→ **Given passage**:

Ulster v Glasgow Warriors
Ulster mastered the conditions in Belfast better than the visiting Warriors as the Ravenhill side qualified for the knock-out stages of the Heineken Cup. While Gregor Townsend's side came back into the game in the second half, it was a bridge too far against one of Europe's finest sides.
In a game characterised by towering box kicks and the battle for territory the Ulstermen won out, though the match was perhaps closer than the final scoreline suggested with two scores in the final seven minutes putting the victory beyond any reasonable doubt.
Ruan Pienaar opened the scoring for the home side after five minutes with Glasgow penalised for going off their feet at a ruck, and with a quarter of the game gone, Ulster stretched their lead to one that would prove unassailable.

→ **Requests**:
[a] How would you render this sentence from the match report in Spanish: "Ulster mastered the conditions in Belfast better than the visiting Warriors as the Ravenhill side qualified for the knock-out stages of the Heineken Cup."
[b] Can you summarize the match report in two sentences?
[c] Retype everything in the match report from "Ulster v Glasgow" down to "Europe's finest sides.".

→ **Data lines**:
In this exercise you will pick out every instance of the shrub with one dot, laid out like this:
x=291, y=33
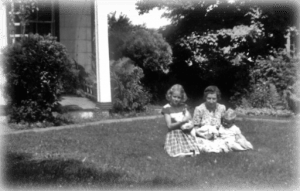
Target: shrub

→ **Exercise results**:
[a] El Ulster dominó las condiciones de Belfast mejor que los Warriors visitantes, mientras el equipo de Ravenhill se clasificaba para la fase eliminatoria de la Heineken Cup.

[b] Ulster handled the conditions in Belfast better than the visiting Glasgow Warriors and qualified for the Heineken Cup knock-out stages, though Glasgow came back into the game in the second half. The match was shaped by box kicks and the battle for territory and was perhaps closer than the final score suggested: Ruan Pienaar opened the scoring after five minutes, and two scores in the final seven minutes secured the victory.

[c]
Ulster v Glasgow Warriors
Ulster mastered the conditions in Belfast better than the visiting Warriors as the Ravenhill side qualified for the knock-out stages of the Heineken Cup. While Gregor Townsend's side came back into the game in the second half, it was a bridge too far against one of Europe's finest sides.